Find the line with "Target: fish eye" in the data below. Repeat it and every line after it exactly, but not the pictures.
#### Given information ####
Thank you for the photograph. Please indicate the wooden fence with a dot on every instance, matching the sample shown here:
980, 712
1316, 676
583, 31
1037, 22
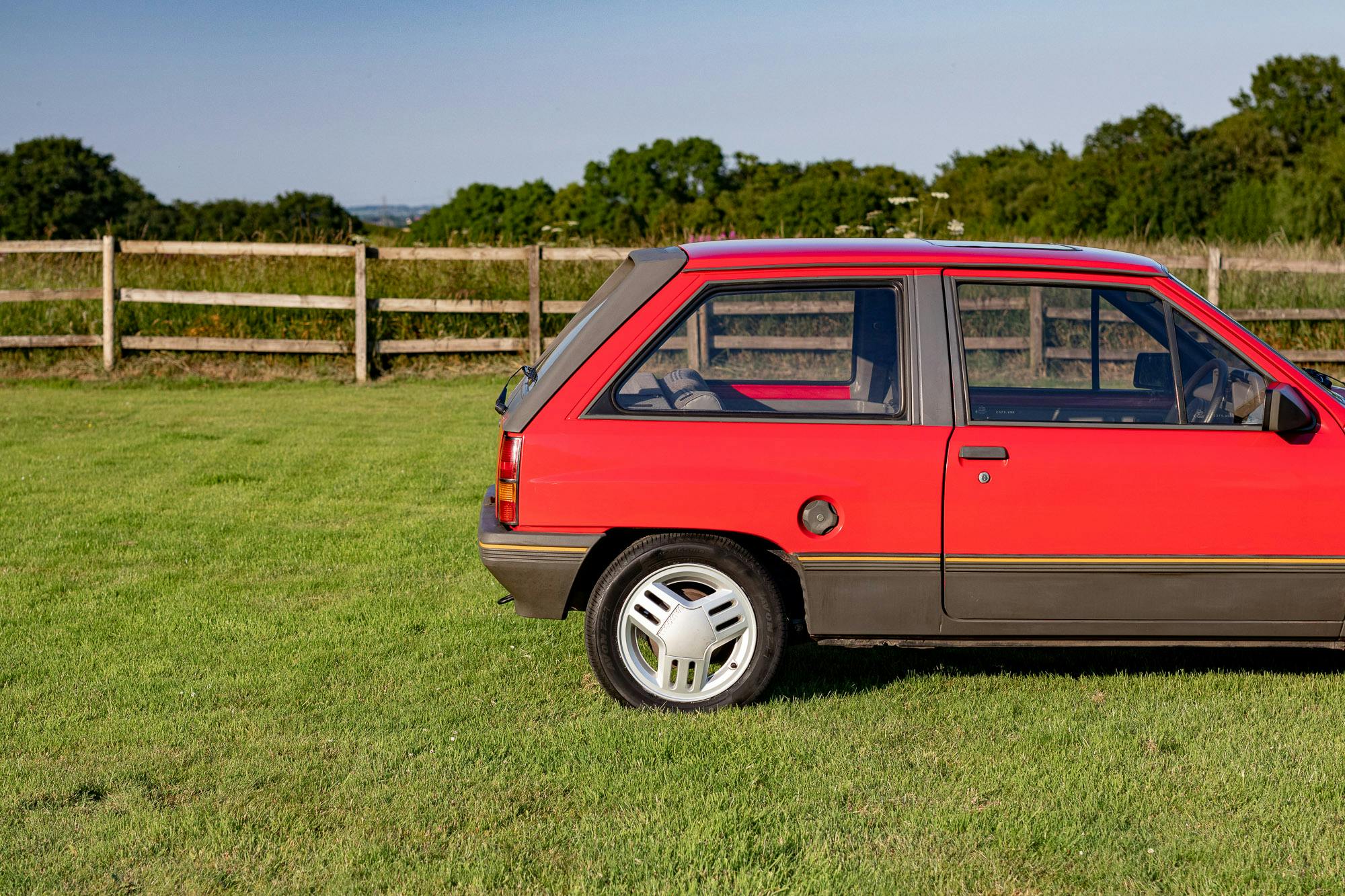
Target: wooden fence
532, 256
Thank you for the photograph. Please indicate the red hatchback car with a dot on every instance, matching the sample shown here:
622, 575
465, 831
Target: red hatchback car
913, 443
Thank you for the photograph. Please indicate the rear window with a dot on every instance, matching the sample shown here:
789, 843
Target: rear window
829, 352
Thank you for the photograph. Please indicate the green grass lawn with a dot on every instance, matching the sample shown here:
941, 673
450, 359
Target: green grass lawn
245, 642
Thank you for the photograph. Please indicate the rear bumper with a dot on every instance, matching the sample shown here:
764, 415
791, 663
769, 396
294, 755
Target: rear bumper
537, 568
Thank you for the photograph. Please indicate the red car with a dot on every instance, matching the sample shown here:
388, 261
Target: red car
911, 443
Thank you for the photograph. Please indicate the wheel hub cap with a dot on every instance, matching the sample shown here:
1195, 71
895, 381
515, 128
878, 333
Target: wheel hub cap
700, 630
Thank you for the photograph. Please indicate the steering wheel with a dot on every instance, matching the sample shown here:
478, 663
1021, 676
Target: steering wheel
1221, 369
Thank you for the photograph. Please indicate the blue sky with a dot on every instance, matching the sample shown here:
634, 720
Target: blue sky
412, 100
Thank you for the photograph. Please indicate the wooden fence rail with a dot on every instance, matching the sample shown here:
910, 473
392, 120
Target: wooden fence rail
112, 342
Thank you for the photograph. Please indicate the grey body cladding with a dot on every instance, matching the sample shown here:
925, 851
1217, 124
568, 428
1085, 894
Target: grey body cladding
536, 568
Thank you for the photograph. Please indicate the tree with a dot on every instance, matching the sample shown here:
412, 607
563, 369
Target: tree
1303, 99
57, 188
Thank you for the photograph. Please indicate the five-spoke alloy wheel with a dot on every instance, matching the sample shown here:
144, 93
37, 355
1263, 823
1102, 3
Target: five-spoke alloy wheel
685, 622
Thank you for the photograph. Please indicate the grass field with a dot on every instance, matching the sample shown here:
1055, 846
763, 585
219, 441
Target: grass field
245, 642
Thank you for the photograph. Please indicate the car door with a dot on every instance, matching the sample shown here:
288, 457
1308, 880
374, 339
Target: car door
732, 403
1109, 473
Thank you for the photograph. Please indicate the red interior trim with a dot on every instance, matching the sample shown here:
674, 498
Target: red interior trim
790, 391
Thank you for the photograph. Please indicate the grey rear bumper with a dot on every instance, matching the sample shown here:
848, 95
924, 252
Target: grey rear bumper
537, 568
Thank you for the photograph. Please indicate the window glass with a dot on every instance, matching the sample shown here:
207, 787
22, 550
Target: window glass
1066, 354
786, 352
1219, 386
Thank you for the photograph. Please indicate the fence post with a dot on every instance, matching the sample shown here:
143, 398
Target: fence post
110, 303
1217, 261
361, 315
1036, 333
693, 341
535, 303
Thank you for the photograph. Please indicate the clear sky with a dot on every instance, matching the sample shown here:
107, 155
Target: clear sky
414, 100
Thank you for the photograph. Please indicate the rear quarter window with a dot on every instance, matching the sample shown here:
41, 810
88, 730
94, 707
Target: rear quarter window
787, 352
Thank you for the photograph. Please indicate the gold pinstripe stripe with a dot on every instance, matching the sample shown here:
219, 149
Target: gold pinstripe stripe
1077, 559
1003, 559
537, 548
868, 559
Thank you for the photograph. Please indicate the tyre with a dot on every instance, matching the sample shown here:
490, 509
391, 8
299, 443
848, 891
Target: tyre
685, 622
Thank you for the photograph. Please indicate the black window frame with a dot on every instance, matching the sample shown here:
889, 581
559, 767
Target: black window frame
606, 405
962, 404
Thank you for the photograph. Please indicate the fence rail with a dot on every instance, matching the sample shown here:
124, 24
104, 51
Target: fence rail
112, 342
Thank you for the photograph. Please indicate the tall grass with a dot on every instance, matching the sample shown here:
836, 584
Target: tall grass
467, 280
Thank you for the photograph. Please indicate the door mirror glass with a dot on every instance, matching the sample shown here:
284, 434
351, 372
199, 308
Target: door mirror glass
1155, 372
1288, 412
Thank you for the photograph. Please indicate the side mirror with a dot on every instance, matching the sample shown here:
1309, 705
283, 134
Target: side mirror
1155, 372
1286, 411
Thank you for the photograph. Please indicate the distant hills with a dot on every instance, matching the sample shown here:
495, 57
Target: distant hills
389, 216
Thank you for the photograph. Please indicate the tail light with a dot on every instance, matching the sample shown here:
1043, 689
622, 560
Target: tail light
506, 479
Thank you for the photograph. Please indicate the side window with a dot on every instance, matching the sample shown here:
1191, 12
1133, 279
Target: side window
775, 352
1066, 354
1219, 386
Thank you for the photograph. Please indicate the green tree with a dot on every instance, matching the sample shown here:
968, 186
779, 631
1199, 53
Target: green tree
1301, 99
486, 213
1311, 197
57, 188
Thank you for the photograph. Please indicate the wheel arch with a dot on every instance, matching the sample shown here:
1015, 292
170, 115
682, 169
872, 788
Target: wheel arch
778, 561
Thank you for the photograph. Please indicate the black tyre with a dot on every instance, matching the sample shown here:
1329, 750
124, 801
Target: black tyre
685, 622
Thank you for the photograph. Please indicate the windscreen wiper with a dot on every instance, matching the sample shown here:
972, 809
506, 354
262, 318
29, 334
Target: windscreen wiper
529, 373
1323, 377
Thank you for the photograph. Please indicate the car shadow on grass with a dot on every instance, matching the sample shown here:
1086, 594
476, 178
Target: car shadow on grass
809, 670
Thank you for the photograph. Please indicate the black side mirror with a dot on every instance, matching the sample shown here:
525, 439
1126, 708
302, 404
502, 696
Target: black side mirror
1286, 411
1155, 372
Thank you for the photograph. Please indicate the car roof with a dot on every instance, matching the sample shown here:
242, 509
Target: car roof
942, 253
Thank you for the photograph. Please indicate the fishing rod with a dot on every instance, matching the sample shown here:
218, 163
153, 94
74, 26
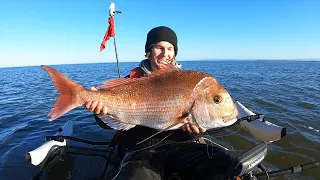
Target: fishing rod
112, 12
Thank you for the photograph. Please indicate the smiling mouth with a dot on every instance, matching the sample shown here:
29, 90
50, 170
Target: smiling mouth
164, 61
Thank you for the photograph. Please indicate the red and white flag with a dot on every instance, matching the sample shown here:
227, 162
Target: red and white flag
109, 33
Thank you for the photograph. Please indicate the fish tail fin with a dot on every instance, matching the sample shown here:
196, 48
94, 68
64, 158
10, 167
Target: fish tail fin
67, 89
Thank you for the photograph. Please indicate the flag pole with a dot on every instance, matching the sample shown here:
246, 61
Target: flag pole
111, 13
115, 49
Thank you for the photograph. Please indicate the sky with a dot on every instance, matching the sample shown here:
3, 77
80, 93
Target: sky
51, 32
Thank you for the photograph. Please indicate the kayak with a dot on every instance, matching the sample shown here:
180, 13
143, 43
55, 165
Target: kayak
58, 159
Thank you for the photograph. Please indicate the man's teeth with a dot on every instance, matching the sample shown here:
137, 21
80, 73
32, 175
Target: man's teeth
164, 61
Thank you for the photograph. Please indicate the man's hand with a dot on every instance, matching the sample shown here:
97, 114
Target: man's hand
190, 127
197, 130
97, 107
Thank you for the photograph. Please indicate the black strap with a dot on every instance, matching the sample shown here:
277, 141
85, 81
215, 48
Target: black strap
246, 118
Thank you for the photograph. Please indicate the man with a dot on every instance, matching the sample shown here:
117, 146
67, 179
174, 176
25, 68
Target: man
161, 48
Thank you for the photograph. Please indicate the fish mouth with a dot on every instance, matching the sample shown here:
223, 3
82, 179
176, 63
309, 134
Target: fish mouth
232, 116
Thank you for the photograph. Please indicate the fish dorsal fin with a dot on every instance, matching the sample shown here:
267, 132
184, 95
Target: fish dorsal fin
121, 81
115, 124
164, 70
116, 82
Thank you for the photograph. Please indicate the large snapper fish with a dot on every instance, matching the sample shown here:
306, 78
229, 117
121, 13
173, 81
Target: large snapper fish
161, 100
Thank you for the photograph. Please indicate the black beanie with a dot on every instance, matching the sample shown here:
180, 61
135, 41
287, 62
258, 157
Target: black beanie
161, 33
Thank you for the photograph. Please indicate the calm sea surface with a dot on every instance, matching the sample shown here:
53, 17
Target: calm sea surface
286, 92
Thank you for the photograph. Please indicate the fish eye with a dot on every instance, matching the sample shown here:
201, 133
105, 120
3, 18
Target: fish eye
217, 99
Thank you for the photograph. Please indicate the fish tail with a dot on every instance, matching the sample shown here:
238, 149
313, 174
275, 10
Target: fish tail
67, 89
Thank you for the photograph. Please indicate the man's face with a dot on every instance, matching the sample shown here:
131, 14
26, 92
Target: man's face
162, 53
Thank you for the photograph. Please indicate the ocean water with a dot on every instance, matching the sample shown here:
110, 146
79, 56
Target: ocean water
286, 92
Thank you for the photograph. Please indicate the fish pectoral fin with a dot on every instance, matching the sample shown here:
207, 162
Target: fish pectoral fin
167, 128
115, 124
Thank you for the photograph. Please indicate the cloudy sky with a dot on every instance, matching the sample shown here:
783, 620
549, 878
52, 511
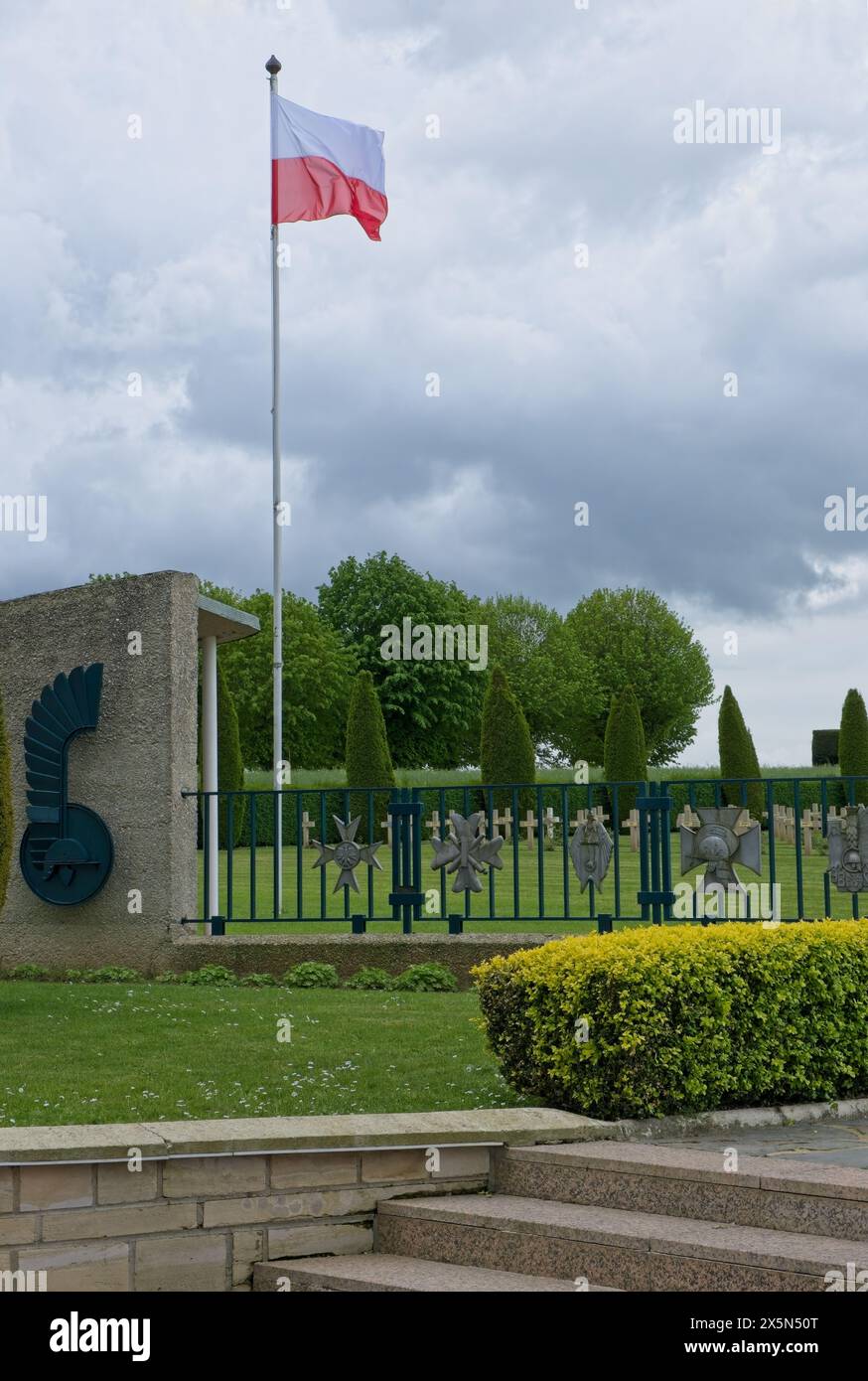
####
▶ Result for this exercise
Target: fish eye
217, 99
Thank you for the photograph. Please indicate the fish tail with a dot on every instance, matching the sample shown here:
238, 149
313, 174
275, 10
Target: fish tail
67, 89
Thank you for the photograph. Please indicate the man's face with a dot on every instance, matching the sample shown here:
131, 14
26, 92
Target: man's face
162, 53
Thank you for the photograph. Please indicate the ocean water with a dot on every instance, matching the sample shown here:
110, 146
79, 56
Target: ocean water
286, 92
Thank you for the photograph. Please indicate the fish pectoral fin with a dot on every instance, matching the sample shown here:
207, 162
Target: fish pectoral fin
167, 128
115, 124
Thank you for the photograph. Please indicate the cloudy sky with a dot on every instance, matching the sample shown here:
783, 620
549, 878
52, 511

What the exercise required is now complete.